> **EXERCISE**
List every line of the data below that contains the word "distant". Case counts.
----------------
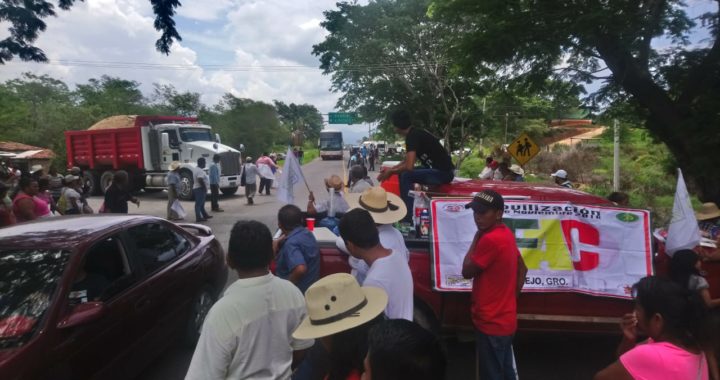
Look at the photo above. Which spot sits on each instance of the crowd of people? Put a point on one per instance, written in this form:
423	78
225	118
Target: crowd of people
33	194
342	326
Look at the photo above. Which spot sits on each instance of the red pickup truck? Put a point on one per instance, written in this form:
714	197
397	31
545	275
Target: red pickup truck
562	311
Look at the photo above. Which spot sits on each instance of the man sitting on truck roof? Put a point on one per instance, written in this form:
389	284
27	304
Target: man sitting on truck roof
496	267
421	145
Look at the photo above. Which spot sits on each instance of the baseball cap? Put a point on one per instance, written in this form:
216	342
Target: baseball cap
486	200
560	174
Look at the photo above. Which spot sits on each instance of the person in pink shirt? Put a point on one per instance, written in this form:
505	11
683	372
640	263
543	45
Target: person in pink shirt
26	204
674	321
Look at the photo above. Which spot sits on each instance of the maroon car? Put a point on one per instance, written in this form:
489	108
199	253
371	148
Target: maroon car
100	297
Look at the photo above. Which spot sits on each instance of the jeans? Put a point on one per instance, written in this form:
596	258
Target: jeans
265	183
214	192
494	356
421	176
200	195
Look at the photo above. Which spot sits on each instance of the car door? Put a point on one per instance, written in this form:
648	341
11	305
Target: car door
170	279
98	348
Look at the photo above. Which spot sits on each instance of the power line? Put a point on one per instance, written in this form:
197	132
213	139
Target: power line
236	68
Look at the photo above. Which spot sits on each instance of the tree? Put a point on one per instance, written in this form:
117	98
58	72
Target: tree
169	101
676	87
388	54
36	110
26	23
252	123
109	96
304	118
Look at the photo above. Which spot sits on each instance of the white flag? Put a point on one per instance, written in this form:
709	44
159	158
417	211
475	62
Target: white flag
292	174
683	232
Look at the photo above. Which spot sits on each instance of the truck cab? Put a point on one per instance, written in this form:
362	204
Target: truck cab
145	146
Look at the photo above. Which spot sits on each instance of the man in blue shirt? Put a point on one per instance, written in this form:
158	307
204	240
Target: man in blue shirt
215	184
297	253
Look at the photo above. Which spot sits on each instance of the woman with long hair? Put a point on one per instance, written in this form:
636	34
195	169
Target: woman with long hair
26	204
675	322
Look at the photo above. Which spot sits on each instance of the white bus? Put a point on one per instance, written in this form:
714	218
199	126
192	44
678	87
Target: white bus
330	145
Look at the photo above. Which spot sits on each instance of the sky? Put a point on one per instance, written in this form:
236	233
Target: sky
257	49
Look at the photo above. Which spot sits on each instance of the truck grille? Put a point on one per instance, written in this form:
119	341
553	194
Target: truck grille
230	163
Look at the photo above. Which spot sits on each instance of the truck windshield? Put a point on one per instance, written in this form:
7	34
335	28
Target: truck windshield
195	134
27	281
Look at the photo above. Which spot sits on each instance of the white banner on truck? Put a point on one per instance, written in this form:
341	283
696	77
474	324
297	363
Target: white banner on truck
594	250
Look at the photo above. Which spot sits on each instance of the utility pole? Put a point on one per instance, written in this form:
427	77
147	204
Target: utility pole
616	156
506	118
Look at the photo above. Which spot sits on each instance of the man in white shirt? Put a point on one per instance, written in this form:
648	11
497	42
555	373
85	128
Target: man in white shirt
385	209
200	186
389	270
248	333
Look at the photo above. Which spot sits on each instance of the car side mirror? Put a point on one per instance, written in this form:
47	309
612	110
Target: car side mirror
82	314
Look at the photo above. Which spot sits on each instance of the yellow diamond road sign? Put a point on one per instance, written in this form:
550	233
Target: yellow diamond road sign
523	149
----------------
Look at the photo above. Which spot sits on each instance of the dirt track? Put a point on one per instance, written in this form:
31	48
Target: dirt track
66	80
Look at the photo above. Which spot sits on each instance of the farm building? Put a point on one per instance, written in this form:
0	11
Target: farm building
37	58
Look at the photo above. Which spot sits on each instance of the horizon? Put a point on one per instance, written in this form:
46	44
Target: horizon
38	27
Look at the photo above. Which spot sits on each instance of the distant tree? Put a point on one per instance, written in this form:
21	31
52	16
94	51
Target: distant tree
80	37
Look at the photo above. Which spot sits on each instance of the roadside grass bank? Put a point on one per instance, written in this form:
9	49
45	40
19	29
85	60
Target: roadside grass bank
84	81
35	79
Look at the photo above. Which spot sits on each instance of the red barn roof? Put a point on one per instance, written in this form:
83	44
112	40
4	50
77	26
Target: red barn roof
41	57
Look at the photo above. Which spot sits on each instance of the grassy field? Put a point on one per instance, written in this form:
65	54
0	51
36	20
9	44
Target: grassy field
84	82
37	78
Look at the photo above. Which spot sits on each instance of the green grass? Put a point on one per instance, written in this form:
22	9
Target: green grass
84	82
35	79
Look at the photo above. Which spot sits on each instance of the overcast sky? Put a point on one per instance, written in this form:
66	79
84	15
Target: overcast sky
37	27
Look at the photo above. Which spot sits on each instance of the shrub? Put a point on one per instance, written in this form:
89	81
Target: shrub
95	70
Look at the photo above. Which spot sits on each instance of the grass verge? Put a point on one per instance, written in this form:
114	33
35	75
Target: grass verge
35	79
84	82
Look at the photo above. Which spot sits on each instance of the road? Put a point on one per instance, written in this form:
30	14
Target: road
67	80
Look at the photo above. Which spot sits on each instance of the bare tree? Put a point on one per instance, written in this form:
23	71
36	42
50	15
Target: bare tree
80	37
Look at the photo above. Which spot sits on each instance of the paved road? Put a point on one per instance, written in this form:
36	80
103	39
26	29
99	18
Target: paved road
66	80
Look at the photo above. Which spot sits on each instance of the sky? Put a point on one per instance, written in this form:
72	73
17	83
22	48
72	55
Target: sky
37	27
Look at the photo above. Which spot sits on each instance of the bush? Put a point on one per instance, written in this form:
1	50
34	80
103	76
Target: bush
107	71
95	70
----------------
> **REPLY**
Look at the photo above. Which spot sits on each instance of the distant tree? Put a point on one per instance, written in this form:
Target: distant tree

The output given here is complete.